◆ Extracted information ◆

....

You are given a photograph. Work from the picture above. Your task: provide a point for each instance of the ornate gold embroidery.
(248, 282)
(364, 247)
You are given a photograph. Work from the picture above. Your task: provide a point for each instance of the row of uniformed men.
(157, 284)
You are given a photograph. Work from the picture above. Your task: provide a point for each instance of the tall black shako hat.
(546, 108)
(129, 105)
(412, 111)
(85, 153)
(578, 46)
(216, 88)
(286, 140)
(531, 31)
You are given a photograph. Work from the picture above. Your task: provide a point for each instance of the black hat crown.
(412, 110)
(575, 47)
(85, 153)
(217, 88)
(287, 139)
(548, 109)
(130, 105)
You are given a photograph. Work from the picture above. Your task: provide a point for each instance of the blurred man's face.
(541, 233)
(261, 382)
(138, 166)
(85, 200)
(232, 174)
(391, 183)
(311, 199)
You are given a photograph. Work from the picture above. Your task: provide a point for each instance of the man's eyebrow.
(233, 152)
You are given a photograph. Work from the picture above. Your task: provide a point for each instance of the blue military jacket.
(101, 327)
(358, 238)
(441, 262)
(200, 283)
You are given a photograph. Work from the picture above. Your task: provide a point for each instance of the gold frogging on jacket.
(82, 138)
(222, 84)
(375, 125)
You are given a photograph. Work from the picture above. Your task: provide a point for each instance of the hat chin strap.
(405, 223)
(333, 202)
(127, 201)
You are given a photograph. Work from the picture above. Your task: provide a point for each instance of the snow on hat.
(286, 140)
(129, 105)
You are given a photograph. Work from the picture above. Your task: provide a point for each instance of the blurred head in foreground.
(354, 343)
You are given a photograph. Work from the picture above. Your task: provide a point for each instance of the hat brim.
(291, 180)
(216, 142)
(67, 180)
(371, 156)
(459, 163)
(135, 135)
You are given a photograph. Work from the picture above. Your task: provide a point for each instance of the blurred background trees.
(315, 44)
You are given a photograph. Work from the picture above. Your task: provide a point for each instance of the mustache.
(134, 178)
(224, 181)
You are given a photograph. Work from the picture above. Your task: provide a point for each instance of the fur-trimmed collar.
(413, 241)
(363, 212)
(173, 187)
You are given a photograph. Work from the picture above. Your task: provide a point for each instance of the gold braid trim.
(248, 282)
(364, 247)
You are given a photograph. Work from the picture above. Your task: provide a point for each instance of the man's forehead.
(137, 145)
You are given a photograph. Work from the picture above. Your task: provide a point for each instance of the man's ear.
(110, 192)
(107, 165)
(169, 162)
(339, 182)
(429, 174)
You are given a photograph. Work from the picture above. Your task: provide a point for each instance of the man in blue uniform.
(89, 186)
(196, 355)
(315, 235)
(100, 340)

....

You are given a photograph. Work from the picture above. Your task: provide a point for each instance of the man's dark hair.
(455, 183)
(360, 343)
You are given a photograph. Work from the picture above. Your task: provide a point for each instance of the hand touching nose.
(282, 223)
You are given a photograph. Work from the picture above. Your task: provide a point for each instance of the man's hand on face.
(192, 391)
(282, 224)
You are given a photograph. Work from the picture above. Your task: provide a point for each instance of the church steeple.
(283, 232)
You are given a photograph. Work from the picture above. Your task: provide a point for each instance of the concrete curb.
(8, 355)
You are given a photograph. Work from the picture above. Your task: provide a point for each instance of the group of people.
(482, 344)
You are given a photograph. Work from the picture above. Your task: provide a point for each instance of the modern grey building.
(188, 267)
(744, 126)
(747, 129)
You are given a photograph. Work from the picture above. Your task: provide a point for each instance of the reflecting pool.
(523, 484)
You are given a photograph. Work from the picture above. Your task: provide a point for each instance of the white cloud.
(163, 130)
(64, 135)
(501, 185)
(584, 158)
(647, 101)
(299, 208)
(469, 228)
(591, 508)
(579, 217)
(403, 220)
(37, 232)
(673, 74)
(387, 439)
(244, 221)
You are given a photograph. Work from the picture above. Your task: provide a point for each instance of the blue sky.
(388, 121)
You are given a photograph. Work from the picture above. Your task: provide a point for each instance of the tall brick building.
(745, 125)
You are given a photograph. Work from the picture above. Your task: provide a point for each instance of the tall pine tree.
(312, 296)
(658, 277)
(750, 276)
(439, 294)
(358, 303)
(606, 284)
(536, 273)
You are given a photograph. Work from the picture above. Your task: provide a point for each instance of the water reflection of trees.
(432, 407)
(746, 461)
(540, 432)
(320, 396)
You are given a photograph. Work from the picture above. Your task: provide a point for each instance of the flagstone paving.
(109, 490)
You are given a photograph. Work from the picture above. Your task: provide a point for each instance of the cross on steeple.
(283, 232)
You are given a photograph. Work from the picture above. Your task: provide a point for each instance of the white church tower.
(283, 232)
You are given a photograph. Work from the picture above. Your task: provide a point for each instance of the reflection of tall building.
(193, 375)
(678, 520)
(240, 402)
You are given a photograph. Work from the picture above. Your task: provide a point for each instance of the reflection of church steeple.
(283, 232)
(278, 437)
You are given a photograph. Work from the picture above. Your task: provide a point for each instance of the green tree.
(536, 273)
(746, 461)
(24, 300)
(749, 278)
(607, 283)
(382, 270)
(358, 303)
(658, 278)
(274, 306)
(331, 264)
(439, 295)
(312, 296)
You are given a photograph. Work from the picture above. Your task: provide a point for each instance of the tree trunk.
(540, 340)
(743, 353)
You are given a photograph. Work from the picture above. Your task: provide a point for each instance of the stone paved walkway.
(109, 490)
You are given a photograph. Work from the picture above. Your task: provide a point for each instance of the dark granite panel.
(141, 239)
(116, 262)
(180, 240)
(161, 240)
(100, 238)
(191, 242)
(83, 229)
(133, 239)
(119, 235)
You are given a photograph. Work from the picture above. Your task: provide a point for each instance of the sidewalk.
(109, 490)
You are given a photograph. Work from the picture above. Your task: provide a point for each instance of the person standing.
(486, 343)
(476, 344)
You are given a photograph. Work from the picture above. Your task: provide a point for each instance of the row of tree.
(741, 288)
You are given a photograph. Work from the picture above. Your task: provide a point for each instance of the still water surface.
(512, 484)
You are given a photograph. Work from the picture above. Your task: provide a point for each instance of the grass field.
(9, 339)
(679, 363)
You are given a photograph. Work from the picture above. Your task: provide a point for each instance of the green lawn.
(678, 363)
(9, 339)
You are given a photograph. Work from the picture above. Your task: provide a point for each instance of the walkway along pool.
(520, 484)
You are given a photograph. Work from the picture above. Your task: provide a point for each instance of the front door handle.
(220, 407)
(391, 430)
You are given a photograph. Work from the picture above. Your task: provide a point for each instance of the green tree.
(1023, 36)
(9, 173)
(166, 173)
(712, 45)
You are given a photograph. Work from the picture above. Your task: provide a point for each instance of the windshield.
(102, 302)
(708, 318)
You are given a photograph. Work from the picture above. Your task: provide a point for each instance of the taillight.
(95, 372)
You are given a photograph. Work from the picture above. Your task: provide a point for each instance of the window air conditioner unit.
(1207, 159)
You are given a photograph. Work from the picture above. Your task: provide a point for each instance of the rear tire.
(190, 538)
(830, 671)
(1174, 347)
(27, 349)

....

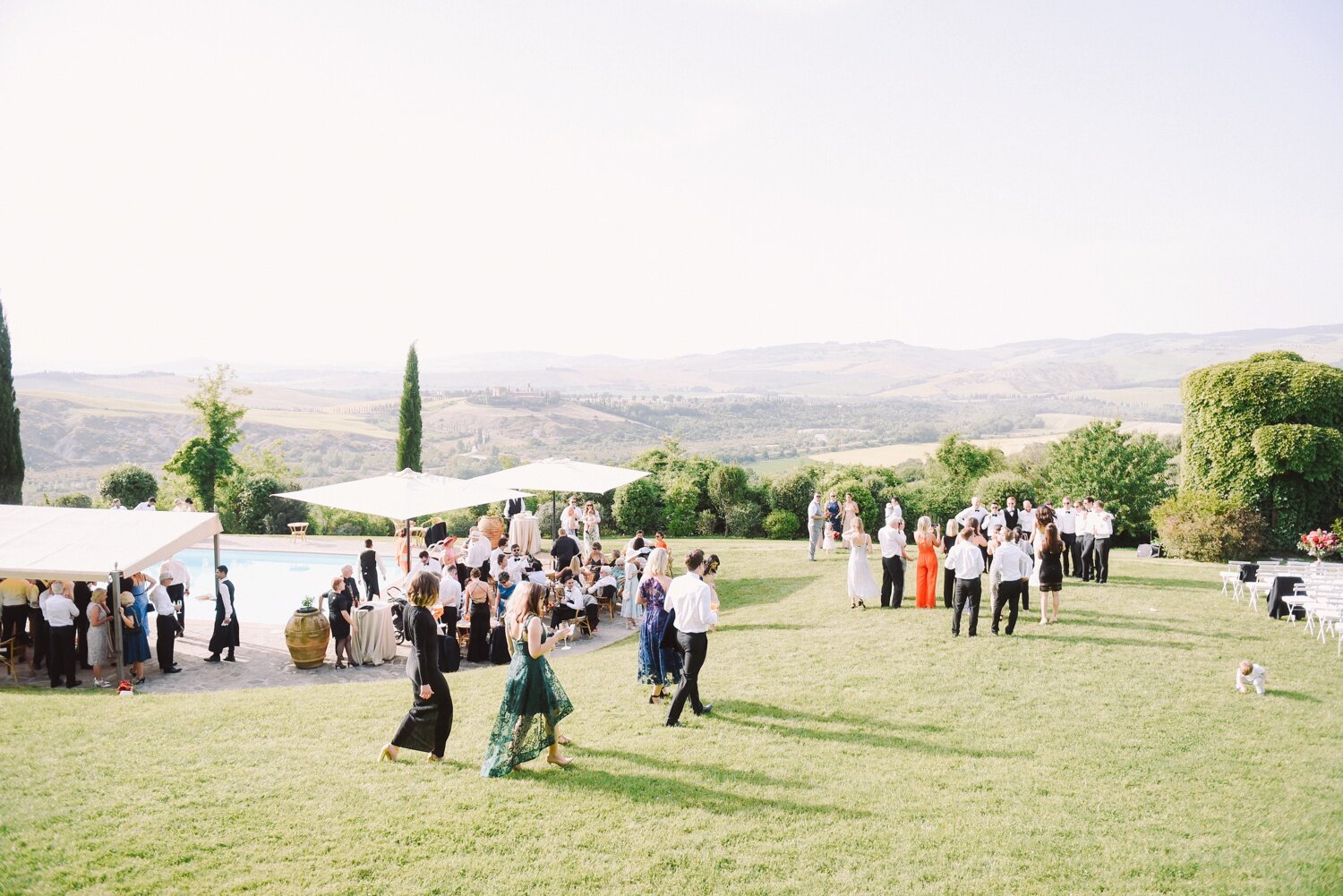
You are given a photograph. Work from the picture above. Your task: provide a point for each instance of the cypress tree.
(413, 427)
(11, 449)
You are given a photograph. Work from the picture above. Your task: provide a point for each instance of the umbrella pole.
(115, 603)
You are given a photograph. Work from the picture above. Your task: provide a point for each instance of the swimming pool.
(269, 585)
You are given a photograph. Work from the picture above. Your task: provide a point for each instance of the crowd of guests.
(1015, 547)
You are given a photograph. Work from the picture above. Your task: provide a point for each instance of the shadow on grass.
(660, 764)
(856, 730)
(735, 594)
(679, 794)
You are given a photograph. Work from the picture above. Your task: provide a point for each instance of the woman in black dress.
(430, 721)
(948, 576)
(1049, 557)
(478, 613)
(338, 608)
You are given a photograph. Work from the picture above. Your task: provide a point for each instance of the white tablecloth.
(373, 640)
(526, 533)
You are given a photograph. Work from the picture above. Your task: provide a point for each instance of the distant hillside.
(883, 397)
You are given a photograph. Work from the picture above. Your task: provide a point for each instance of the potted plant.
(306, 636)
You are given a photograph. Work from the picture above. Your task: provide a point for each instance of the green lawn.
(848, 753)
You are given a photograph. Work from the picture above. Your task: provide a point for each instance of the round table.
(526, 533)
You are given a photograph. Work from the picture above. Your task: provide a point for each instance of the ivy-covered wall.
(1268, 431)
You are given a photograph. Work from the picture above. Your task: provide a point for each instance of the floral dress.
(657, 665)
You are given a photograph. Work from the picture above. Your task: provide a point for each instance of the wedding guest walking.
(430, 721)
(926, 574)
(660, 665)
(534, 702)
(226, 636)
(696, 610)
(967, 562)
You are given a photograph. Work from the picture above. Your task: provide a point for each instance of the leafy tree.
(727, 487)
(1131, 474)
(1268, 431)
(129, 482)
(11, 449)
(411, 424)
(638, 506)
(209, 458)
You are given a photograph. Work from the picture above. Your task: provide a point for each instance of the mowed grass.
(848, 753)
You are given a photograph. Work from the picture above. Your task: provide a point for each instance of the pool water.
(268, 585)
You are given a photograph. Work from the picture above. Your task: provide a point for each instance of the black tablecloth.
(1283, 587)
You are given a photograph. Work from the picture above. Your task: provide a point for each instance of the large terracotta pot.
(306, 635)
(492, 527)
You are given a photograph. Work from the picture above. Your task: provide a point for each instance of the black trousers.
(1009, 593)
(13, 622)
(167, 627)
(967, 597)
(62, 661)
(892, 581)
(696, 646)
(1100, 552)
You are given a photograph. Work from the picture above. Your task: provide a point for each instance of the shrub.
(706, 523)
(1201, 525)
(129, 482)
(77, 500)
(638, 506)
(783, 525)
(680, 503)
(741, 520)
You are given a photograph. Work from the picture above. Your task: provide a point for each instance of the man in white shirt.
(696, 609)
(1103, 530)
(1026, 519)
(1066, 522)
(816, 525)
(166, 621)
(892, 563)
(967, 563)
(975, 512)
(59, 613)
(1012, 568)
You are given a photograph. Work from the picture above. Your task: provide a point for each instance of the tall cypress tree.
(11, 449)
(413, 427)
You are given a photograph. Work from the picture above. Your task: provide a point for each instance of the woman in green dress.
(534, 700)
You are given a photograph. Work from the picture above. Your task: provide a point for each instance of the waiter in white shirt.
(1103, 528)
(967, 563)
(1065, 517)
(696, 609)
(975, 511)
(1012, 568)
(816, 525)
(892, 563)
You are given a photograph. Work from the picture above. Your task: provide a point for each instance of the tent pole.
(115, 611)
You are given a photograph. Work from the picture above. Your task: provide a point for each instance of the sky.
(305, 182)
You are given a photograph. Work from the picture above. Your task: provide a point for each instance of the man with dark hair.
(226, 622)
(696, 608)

....

◆ Aim ◆
Pick out every line above that contains the word "steeple" and copy each one in full.

◆ Problem solution ◆
You are given a photograph. Work from the picture above. Your task: provide a point for each instance of the church steeple.
You are given a photograph. Work from the picture above. Your task: provide a point for each instance of the cross on steeple.
You are given a photograph. Work from the picture above. Your task: provide a point for each instance of the reflection of church steeple.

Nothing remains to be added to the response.